*DOCUMENT TEXT*.
-=-=-=-=-

Oohkay. Then what did the investigation reveal?

The investigation revealed that the mother was eligible in the Central Council of Tlingit and Haida, where her mother is enrolled, the Klawock Cooperative Association, and that father was potentially eligible at Umatilla.  This was not just the parent’s assertion (which frankly, given the specificity, should be enough*)–this included the testimony of the social worker who called Central Council. It turns out what this Court means by reason to know is actual evidence of membership:

Because the Department’s good faith investigation before the shelter care hearing did not reveal evidence that a parent or a child was a tribal member,

The children were removed on June 27. The first hearing (shelter care) took place on July 2-3. At that point, the state social worker had called Central Council and knew grandma was enrolled, but not mom. She then testified that “to her knowledge”, dad was not enrolled, but there is nothing in the opinion on how she would know that. The social worker then testifies it was possible the children were eligible for enrollment.  But then, the court’s shelter care order states there is “not a reason to know” the children are Indian children. When Central Council intervenes in the case on July 30, the Court then decided there was reason to know (well, yes, because then we all know).

-=-=-=-=-

*INFORMATION SHOWN*.
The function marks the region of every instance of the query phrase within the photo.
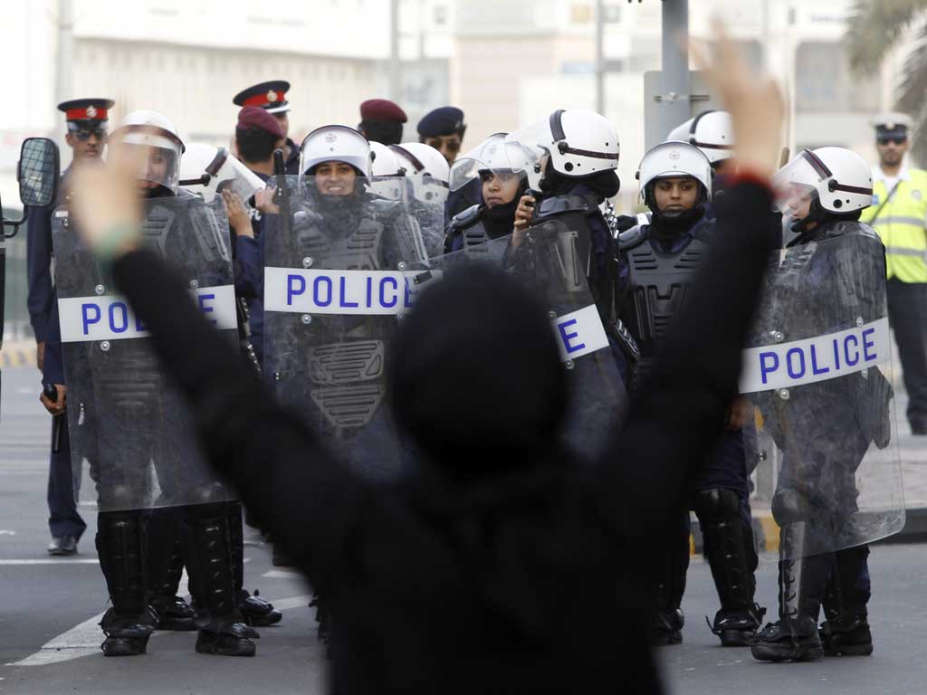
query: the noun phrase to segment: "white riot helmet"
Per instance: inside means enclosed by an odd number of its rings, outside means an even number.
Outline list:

-=-=-=-=-

*WORK TO DO*.
1: Decide whether each statement below agrees with the commentary on the children's tribal membership. Answer yes or no for each, and quote the words of the commentary that decide it.
(a) The children were removed on June 27.
(b) The shelter care hearing took place in August.
(c) The social worker testified that the children might be eligible for enrollment.
2: According to the commentary on the children's tribal membership, on what date did Central Council intervene in the case?
3: Continue the commentary on the children's tribal membership from its last sentence.

*ANSWERS FOR THE EXERCISE*.
1:
(a) Yes: "The children were removed on June 27."
(b) No: "The first hearing (shelter care) took place on July 2-3."
(c) Yes: "The social worker then testifies it was possible the children were eligible for enrollment."

2: July 30.

3:
Everyone knows (ahem) that three-five days is not enough time for a full notice as required by the law (by mail, return receipt requested). Those of us who do this work ALSO know it may take a tribe longer than that to determine membership. The purpose of the Regs (to treat potential/reason to know Indian children as Indian children until determined otherwise) was to ensure those children were treated as Indian children until membership is all sorted out. The Washington Court of Appeals manages to do the opposite–equating “reason to know” with just plain old “know”. Why does this all matter? The legal standard applied at the shelter care hearing:

Specifically, the information before the court at the shelter care hearing as a
result of the Department’s good faith investigation did not establish a reason to know Z.G. and M.G. were Indian children. Because there was no reason to know,
the normal serious threat of substantial harm standard applied at the shelter care hearing.

Unless a Tribe responds the parent is absolutely a member at that first phone call from the state (not even legally required notice), or the parent happens to have legal evidence of membership on him or her, Washington will claim there is no reason to know, and apply a lower burden of proof than the emergency standard required by ICWA under 1922.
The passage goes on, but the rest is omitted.